───── Entries provided ─────
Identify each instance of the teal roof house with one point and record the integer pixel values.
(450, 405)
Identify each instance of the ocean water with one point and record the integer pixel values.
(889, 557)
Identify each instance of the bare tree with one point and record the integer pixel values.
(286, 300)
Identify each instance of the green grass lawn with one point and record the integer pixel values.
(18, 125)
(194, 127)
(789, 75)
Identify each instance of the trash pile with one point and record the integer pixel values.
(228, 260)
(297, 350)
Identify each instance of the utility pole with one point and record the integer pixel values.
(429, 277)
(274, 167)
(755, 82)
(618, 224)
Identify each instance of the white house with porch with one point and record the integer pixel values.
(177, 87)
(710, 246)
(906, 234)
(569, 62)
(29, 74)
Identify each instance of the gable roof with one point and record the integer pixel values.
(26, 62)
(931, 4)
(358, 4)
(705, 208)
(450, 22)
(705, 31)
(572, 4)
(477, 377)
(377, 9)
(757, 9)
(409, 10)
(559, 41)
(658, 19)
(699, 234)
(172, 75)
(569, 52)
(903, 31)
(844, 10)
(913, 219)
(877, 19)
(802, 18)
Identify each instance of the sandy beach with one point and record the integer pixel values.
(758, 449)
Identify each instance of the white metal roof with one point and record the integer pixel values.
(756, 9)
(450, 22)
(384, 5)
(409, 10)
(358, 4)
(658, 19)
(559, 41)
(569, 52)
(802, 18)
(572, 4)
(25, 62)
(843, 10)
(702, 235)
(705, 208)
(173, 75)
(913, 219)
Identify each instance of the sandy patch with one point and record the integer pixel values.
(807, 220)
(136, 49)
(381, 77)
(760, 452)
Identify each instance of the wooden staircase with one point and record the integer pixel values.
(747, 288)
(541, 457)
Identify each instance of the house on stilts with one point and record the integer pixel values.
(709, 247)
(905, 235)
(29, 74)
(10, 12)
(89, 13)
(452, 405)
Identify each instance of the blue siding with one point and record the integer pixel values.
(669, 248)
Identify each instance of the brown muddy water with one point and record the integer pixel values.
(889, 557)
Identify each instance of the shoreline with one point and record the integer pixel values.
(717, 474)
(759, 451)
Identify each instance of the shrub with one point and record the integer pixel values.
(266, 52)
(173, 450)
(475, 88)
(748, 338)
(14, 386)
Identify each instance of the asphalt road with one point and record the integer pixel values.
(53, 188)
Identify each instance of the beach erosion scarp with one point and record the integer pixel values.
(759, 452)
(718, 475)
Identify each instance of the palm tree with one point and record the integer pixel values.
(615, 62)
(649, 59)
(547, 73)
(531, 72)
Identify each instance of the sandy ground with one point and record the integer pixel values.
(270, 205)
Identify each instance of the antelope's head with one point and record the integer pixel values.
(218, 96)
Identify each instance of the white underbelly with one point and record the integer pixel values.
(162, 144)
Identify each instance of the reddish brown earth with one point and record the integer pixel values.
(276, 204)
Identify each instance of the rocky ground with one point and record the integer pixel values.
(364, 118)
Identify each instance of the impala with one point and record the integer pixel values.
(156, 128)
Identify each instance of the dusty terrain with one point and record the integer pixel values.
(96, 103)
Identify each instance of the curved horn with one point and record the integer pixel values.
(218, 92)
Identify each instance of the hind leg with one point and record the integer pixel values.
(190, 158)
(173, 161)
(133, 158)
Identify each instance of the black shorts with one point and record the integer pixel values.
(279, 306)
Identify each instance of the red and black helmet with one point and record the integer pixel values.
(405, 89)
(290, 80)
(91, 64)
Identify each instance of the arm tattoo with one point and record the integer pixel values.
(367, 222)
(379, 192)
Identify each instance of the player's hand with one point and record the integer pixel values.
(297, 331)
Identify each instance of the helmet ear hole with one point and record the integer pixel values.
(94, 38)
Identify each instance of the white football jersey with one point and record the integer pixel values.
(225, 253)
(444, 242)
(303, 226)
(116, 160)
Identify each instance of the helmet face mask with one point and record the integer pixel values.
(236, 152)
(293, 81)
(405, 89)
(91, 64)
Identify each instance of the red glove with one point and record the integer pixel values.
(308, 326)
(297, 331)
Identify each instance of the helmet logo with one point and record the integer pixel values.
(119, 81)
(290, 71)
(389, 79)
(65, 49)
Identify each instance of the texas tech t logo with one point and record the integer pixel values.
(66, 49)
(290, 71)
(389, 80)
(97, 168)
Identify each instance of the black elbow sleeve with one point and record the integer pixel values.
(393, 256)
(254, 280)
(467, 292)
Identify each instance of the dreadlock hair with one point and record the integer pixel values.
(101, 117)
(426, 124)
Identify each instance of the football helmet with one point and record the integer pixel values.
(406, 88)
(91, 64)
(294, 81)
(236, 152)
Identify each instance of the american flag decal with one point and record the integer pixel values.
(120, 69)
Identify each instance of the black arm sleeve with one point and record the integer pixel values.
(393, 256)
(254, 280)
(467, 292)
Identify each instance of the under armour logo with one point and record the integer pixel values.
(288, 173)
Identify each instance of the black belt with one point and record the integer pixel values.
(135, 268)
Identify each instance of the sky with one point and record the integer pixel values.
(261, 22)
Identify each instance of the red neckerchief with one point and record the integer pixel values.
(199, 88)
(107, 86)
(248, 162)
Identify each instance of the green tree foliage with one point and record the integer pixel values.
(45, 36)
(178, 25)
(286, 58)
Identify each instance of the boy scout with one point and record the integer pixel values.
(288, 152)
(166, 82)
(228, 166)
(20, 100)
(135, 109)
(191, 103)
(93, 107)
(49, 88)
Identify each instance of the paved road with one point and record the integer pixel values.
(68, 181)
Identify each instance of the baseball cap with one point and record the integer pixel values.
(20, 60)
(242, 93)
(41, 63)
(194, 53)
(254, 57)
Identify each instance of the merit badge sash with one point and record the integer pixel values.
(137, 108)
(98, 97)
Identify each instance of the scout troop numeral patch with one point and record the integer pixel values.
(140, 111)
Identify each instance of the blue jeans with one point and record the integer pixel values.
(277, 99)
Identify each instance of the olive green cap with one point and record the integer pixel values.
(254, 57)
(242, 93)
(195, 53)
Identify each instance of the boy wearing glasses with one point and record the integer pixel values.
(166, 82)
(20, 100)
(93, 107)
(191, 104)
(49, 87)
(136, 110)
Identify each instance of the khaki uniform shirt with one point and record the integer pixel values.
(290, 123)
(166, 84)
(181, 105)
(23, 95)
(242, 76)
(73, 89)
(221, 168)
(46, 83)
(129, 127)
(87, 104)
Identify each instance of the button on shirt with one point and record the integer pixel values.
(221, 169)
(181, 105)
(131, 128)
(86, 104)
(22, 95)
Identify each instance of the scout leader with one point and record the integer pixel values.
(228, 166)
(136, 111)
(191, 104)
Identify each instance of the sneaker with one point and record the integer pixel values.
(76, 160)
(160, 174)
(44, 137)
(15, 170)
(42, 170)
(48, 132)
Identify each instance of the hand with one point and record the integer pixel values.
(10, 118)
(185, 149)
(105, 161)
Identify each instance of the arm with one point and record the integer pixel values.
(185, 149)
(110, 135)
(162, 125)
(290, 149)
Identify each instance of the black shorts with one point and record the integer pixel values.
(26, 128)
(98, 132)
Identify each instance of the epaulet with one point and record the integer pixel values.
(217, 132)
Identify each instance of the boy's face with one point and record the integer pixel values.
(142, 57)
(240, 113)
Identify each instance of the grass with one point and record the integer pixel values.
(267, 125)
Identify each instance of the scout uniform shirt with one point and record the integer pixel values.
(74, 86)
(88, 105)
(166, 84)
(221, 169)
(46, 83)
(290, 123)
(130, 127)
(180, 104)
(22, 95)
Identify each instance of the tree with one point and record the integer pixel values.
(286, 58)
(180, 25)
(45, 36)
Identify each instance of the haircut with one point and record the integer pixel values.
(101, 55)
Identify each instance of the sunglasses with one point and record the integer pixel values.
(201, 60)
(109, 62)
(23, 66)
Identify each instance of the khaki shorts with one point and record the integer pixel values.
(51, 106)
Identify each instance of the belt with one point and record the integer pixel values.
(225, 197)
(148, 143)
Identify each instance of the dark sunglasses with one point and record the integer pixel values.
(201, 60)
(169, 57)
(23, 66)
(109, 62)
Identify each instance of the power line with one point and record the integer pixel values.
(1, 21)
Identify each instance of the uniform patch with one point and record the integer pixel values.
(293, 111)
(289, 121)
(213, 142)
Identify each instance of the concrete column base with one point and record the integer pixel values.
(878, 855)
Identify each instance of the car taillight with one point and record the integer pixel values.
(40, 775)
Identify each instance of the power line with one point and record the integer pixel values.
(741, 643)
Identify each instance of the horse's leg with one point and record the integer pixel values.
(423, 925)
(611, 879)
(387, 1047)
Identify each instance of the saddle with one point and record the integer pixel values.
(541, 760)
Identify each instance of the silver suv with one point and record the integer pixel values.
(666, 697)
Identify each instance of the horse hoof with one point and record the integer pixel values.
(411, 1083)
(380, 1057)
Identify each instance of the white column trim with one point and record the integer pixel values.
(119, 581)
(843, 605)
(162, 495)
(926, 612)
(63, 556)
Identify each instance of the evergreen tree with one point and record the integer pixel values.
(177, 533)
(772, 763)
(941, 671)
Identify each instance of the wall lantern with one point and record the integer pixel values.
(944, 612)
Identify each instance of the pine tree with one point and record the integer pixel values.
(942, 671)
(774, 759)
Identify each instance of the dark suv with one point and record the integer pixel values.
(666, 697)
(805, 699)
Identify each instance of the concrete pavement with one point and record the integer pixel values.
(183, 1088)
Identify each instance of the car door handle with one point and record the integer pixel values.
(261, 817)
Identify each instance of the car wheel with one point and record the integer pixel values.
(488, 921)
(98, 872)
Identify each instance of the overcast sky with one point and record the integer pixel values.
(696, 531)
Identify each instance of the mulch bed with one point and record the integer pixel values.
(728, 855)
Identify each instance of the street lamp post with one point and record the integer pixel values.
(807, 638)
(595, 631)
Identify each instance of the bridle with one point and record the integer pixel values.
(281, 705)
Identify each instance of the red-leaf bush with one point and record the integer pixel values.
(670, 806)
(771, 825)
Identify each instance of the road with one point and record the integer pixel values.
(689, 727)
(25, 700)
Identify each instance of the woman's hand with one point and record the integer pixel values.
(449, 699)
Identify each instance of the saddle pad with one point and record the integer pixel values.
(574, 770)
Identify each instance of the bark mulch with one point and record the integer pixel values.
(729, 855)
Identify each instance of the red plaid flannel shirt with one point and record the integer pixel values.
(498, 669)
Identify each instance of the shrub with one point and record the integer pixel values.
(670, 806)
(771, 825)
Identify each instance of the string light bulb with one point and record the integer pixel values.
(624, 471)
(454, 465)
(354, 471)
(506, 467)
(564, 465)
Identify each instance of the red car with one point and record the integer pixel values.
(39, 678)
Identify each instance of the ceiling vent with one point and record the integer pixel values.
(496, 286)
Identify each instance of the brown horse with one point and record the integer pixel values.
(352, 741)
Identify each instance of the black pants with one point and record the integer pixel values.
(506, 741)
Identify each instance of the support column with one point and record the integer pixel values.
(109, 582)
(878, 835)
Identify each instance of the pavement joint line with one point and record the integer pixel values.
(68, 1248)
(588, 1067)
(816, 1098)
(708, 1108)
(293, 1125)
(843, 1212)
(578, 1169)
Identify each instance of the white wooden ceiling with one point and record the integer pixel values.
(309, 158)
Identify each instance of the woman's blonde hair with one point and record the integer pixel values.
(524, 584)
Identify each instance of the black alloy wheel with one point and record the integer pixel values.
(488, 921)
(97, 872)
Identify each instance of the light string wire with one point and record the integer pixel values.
─────
** Instructions for the task **
Starting at the line with "Identify each instance of the support", copy each line through the end of the data, both ends included, and give nothing else.

** Output **
Identify each instance of the support column with one point and record the integer pixel values.
(109, 582)
(878, 835)
Identify each instance of the pavement joint line with one point and record the integer pixel values.
(68, 1248)
(588, 1067)
(816, 1098)
(708, 1108)
(293, 1125)
(843, 1212)
(578, 1169)
Identify each instance of the white wooden ceiling with one point and record the integer pixel values.
(309, 158)
Identify each instance of the woman's blonde hair with one point and record the integer pixel values.
(524, 584)
Identify each instance of the black alloy wheel with one point and record the integer pixel values.
(488, 921)
(97, 872)
Identify each instance of the light string wire with one point and record the integer pixel values.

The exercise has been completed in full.